→ DIRECTIONS FOR THIS TASK
Turn these records into a Markdown table with the columns "Row" and "Line." Put each line in its own numbered row and leave out blank lines.

→ RECORDS FOR THIS TASK

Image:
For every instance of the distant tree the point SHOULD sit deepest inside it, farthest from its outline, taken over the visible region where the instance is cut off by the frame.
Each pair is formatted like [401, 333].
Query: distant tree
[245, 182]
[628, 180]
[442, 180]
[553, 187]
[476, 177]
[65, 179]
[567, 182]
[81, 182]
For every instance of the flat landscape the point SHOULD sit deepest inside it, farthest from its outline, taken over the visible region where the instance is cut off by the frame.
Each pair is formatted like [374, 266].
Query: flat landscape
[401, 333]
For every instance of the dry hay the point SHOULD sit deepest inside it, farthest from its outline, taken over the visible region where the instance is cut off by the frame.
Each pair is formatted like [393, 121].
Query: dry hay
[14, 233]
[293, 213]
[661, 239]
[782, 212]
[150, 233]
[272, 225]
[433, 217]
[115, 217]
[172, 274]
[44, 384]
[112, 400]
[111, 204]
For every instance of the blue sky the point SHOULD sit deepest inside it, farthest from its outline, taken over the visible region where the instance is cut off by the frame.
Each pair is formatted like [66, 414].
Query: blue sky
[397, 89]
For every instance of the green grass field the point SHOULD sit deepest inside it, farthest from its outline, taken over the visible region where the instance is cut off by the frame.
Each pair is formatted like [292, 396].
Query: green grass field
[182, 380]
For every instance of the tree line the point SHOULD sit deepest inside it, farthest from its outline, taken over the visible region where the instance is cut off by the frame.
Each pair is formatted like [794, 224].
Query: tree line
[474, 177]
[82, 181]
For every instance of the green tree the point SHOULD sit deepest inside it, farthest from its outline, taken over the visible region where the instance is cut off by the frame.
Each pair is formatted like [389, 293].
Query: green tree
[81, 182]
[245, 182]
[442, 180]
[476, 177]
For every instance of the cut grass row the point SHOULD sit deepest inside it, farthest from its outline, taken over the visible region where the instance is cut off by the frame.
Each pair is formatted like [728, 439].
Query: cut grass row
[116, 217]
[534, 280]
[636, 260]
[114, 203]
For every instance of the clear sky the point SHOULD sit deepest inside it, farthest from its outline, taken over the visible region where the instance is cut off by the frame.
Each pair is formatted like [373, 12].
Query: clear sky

→ SOLUTION
| Row | Line |
|---|---|
| 1 | Image: |
| 2 | For every instance of the distant tree the point SHOULD sit deepest inside it, farthest from its outline, taken over the visible region where the instance is cut off by the frame. |
| 3 | Each pair is formatted like [401, 333]. |
| 4 | Query: distant tree |
| 5 | [245, 182] |
| 6 | [628, 180] |
| 7 | [442, 180] |
| 8 | [553, 187] |
| 9 | [476, 177] |
| 10 | [65, 179] |
| 11 | [567, 182] |
| 12 | [81, 182] |
| 13 | For every instance of the flat landscape the point SHOULD sit deepest inside it, farthest from its outline, taken over the visible region where the instance is cut off by the frame. |
| 14 | Each pair is formatted like [374, 266]. |
| 15 | Query: flat landscape |
| 16 | [401, 333] |
| 17 | For every instance of the dry hay the point SHOULD sit deepest inside it, farthest from its outline, taken over the visible region where the instance is cut off by the frame. |
| 18 | Each pair is formatted like [393, 121]. |
| 19 | Query: dry hay |
| 20 | [14, 233] |
| 21 | [293, 213] |
| 22 | [661, 239] |
| 23 | [782, 212] |
| 24 | [150, 233] |
| 25 | [272, 225] |
| 26 | [433, 217] |
| 27 | [115, 217] |
| 28 | [172, 274] |
| 29 | [44, 384] |
| 30 | [112, 400] |
| 31 | [111, 204] |
| 32 | For every instance of the blue sky the point SHOULD sit deepest inside it, farthest from its outline, taken over the visible region where the instance is cut off by the frame. |
| 33 | Each pair is formatted like [66, 414]. |
| 34 | Query: blue sky |
| 35 | [397, 89] |
| 36 | For every instance of the green grass field the point SHOULD sit deepest inside it, farthest from its outline, taken over the visible region where the instance is cut off by the frame. |
| 37 | Each pair is formatted like [292, 396]. |
| 38 | Query: green grass field |
| 39 | [182, 380] |
| 40 | For every instance of the tree line the point SHOULD sit deepest inside it, farthest from its outline, taken over the visible region where the instance is cut off by the frame. |
| 41 | Each pair is formatted like [794, 224]. |
| 42 | Query: tree line |
| 43 | [474, 177] |
| 44 | [82, 181] |
| 45 | For every instance of the green tree the point SHOULD sit deepest inside it, farthest from its outline, taken over the visible region where the instance is cut off by the frame. |
| 46 | Each pair is formatted like [389, 293]. |
| 47 | Query: green tree |
| 48 | [81, 182] |
| 49 | [245, 182] |
| 50 | [442, 180] |
| 51 | [476, 177] |
| 52 | For every instance of the cut grass row the point SHOULD sit deepest inside it, farthest from its outline, taken over the visible region where the instance is cut off by the frame. |
| 53 | Each pair is formatted like [728, 439]. |
| 54 | Query: cut grass row |
| 55 | [116, 217] |
| 56 | [534, 280] |
| 57 | [636, 260] |
| 58 | [114, 203] |
| 59 | For every instance of the clear sky the point SHOULD sit deepest inside it, farthest from its outline, taken over the visible region where the instance is cut off by the frame. |
| 60 | Each pair is formatted like [373, 12]. |
| 61 | Query: clear sky |